** Tasks to complete **
1. Based on the forum thread, state whether each statement is true: (a) shunt2011 dislikes Monkey Farts; (b) kazmi has already soaped with Aloe Vera & Cucumber; (c) VanessaP reports that the Lemon Poppyseed is still sticking 9 months later. Answer yes or no for each and quote the deciding words of the forum thread.
2. Collect every line of the rows that contains the string "wall".

# Favored NG FO's



## PippiL (Jun 5, 2013)

I'm about to order and wanted to see what FO's you love from them.
I have some favorites myself, but need more of a selection.
:?::?::?:


----------



## shunt2011 (Jun 5, 2013)

Perfect man, Anjou Pear Blossom, Bamboo White Grapefruit, Aqua di Gio, Satsuma, Ruby Red Grapefruit, Elf Sweat, Sex on the Beach, Lick Me All Over (I rename it though) and Fruity Rings are some of my favorites.  I don't like their Monkey Farts or Pineapple Orchid.


----------



## Mommysoaper (Jun 5, 2013)

Loving Spell, Black Raspberry Vanilla, Coconut Lime Verbana, Blue Sugar.  I have a bunch more waiting to be soaped, but need to get rid of some more first!


----------



## VanessaP (Jun 5, 2013)

Misbehavin is my favorite. Cracklin Birch, The Perfect Man, Teakwood & Cardamom and Knock Out are awesome guy scents. The Lemon Poppyseed is so yummy and it is sticking at 9 months later in my HP (with vanilla stabilizer, no less).


----------



## terminatortoo (Jun 6, 2013)

I love their Monkey Farts, China Rain, Champagne Pomegranate,Blue Agave, Oatmeal Milk & Honey.


----------



## kharmon320 (Jun 6, 2013)

The ones I love:  Black Raspberry Vanilla is really strong and sticks!  The Perfect Man, Cracklin Birch, Sweet Orange Chili Pepper.  I have many more to try, but I really like those so far.


----------



## kazmi (Jun 6, 2013)

Chai tea is nice.  I'm about to try their Aloe Vera & Cucumber which I heard is nice.  I have several more and love the smell of each one in the bottle but haven't soaped with them so can't recommend yet.

[Entries drawn from a collection]
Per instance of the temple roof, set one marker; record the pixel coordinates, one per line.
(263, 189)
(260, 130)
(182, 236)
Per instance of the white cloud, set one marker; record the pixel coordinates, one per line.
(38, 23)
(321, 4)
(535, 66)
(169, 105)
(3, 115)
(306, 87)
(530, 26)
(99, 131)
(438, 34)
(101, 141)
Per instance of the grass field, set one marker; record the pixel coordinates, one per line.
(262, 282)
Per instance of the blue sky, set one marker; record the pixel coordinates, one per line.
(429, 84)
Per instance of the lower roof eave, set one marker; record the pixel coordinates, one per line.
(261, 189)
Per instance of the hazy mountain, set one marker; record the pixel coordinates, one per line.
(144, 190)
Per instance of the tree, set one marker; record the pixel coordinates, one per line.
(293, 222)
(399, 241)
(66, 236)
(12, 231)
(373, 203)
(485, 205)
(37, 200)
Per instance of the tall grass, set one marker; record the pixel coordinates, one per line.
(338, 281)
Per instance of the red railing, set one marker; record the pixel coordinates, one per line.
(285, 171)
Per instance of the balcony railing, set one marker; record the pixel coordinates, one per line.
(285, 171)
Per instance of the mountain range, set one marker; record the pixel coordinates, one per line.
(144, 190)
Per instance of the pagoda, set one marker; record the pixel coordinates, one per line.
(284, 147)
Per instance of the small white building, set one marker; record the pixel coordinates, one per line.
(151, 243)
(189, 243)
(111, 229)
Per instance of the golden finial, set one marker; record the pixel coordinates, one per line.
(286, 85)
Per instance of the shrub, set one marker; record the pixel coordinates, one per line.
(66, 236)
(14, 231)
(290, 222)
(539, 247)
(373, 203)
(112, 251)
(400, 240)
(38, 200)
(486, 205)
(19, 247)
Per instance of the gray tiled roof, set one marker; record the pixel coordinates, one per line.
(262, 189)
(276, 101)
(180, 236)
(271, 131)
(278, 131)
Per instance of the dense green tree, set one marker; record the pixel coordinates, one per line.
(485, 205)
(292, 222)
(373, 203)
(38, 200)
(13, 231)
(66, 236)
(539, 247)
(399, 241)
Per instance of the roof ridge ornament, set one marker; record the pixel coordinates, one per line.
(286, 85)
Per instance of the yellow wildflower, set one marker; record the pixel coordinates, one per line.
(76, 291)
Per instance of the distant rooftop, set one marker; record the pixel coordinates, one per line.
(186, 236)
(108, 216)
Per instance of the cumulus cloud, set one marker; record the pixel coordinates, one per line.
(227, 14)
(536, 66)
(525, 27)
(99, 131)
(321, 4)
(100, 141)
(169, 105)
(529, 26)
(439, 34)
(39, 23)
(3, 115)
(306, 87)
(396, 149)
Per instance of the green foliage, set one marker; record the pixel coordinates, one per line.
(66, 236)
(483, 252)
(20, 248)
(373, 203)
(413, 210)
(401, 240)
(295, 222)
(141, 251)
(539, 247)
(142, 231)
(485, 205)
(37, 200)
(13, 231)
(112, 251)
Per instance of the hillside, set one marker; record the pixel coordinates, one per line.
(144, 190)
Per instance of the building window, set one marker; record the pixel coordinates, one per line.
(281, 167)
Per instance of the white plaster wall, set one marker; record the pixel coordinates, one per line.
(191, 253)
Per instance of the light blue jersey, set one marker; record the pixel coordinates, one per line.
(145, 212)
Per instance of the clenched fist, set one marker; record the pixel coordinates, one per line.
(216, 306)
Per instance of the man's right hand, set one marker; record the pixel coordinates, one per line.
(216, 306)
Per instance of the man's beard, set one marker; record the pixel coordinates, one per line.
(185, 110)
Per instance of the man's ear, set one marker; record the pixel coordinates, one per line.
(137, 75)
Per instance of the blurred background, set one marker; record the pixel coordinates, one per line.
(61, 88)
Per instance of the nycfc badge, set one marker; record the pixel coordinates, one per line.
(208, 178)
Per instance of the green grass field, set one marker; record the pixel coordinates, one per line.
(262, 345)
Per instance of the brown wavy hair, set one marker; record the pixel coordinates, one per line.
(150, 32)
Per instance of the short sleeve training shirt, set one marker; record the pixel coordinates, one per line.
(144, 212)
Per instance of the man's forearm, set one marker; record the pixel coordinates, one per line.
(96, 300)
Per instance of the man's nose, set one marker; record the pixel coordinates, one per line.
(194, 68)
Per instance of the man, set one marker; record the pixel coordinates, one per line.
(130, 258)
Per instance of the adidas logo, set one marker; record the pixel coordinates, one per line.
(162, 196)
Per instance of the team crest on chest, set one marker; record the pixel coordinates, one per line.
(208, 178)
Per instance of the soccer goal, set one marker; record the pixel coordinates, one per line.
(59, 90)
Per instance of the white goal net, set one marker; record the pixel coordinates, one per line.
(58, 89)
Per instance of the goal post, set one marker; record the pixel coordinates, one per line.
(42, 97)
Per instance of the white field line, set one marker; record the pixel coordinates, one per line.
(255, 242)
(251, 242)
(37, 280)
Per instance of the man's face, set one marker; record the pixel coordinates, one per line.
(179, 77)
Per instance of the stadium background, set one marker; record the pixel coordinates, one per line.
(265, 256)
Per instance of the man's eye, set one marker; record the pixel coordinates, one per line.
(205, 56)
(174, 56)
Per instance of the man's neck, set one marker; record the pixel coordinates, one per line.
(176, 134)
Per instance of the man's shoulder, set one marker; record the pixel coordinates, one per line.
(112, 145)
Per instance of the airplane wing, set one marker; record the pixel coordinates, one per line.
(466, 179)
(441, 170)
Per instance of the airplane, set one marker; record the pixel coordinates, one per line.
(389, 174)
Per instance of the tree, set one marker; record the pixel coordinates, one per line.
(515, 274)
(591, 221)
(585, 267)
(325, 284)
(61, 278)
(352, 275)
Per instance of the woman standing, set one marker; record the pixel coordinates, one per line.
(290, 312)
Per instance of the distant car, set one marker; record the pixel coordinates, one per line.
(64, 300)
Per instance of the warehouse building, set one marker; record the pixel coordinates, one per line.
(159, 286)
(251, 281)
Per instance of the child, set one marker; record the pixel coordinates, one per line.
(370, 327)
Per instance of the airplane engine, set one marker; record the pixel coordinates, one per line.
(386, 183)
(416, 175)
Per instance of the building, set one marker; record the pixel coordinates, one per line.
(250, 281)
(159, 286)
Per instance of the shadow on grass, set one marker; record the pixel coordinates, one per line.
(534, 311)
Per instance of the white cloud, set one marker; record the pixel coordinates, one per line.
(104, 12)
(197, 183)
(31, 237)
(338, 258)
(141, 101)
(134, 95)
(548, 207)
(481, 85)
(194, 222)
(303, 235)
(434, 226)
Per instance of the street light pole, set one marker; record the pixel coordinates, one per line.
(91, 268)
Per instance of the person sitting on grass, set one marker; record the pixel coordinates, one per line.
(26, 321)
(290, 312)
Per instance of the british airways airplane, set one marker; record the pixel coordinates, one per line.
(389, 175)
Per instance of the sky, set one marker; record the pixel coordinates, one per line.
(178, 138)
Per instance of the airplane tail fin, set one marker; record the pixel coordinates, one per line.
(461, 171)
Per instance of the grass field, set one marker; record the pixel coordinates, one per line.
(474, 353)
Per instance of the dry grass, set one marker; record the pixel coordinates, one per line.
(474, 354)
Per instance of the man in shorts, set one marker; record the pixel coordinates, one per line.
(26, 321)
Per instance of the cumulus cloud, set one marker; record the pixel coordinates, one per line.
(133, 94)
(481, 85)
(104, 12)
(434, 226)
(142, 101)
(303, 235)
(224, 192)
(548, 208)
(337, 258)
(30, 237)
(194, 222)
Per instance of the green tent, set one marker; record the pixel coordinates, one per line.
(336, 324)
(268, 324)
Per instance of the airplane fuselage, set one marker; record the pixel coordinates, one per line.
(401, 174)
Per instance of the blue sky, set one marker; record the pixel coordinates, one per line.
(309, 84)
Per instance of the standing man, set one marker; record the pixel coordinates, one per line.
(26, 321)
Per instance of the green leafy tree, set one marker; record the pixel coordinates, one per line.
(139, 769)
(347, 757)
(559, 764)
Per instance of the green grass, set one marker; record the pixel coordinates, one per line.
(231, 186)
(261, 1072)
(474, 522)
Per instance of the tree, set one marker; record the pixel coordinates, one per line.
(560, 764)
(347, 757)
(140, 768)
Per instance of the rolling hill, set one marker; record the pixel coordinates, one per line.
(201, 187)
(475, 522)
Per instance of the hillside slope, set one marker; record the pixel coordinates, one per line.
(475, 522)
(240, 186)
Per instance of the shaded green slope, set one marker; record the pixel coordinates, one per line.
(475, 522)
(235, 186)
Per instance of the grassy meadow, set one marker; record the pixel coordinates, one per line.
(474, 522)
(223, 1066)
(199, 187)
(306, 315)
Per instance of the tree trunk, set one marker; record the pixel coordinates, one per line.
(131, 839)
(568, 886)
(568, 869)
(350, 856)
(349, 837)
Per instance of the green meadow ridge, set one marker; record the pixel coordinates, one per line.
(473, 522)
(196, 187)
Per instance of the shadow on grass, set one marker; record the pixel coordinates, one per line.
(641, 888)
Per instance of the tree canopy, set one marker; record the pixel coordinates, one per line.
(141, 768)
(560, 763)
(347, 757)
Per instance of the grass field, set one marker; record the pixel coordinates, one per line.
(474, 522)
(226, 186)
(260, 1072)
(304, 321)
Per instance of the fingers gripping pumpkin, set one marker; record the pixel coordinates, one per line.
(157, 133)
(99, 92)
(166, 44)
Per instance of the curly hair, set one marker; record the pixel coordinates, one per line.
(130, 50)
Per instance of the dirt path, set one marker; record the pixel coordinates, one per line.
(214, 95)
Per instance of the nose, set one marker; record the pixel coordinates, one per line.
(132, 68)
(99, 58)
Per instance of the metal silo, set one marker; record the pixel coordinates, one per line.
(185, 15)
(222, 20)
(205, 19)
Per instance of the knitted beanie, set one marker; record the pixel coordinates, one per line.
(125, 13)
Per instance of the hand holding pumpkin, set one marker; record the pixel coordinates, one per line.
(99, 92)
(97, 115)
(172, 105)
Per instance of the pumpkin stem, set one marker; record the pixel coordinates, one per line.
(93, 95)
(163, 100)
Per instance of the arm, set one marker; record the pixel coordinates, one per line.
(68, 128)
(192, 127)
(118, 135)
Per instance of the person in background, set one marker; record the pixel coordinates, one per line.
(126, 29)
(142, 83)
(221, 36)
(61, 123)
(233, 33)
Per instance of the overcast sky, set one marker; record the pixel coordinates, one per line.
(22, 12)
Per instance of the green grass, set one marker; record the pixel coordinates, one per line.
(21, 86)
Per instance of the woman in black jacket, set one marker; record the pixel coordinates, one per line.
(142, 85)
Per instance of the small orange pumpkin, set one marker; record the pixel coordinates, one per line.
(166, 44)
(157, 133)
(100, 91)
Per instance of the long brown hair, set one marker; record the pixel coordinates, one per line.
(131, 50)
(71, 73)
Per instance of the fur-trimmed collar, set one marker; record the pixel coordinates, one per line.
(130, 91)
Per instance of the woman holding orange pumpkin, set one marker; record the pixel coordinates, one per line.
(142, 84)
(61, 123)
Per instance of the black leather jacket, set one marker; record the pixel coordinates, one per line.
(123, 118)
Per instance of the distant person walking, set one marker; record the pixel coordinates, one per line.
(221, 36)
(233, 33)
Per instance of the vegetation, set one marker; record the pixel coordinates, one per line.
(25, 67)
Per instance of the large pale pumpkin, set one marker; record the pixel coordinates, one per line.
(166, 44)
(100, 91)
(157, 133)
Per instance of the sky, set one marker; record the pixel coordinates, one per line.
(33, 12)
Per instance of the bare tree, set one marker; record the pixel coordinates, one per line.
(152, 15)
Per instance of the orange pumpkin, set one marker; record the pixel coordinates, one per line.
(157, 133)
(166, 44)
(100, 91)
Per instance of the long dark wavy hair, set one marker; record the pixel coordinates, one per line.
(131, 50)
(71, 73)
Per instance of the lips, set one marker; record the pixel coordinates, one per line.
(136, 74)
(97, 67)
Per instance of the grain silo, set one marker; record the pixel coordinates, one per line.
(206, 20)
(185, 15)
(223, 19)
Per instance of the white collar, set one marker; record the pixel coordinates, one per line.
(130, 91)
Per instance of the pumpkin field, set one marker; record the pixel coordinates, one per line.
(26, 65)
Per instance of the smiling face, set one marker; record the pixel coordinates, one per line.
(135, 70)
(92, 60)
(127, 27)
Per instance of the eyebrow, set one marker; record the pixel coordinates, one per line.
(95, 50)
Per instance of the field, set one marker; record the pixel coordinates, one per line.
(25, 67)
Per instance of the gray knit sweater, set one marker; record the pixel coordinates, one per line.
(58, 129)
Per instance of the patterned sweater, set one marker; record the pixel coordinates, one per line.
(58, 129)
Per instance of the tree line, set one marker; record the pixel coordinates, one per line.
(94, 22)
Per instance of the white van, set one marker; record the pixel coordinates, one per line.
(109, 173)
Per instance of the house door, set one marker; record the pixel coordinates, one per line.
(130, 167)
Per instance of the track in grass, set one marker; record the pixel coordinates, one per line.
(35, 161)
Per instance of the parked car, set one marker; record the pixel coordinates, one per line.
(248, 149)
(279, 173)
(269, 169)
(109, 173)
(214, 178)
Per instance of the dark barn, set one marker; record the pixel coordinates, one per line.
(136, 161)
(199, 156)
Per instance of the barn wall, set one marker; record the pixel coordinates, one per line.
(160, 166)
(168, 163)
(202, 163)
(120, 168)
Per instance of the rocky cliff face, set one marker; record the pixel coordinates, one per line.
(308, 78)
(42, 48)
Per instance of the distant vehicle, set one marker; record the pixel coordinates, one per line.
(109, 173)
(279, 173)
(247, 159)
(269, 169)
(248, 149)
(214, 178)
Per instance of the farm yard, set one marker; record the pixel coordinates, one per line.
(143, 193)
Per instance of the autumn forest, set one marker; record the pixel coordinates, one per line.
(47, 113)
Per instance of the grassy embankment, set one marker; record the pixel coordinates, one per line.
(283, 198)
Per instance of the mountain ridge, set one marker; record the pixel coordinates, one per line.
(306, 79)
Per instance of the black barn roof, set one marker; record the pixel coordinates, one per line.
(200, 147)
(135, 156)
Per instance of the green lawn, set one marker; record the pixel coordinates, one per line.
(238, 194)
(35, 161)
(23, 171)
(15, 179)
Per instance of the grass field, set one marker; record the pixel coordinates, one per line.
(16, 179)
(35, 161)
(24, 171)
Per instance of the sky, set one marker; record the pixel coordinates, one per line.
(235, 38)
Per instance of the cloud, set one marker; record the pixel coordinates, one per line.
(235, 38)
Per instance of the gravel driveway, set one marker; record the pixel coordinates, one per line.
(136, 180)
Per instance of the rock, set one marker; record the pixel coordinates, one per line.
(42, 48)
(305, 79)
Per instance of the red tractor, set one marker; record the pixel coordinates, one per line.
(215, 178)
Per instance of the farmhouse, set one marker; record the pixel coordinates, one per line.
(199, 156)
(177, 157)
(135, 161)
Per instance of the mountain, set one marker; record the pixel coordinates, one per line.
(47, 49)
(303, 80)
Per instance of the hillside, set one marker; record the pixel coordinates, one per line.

** Answers in order **
1.
(a) Yes: "I don't like their Monkey Farts or Pineapple Orchid."
(b) No: "I'm about to try their Aloe Vera & Cucumber which I heard is nice."
(c) Yes: "it is sticking at 9 months later in my HP (with vanilla stabilizer, no less)."

2.
Per instance of the white plaster wall, set one marker; record the pixel coordinates, one per line.
Per instance of the barn wall, set one marker; record the pixel coordinates, one per line.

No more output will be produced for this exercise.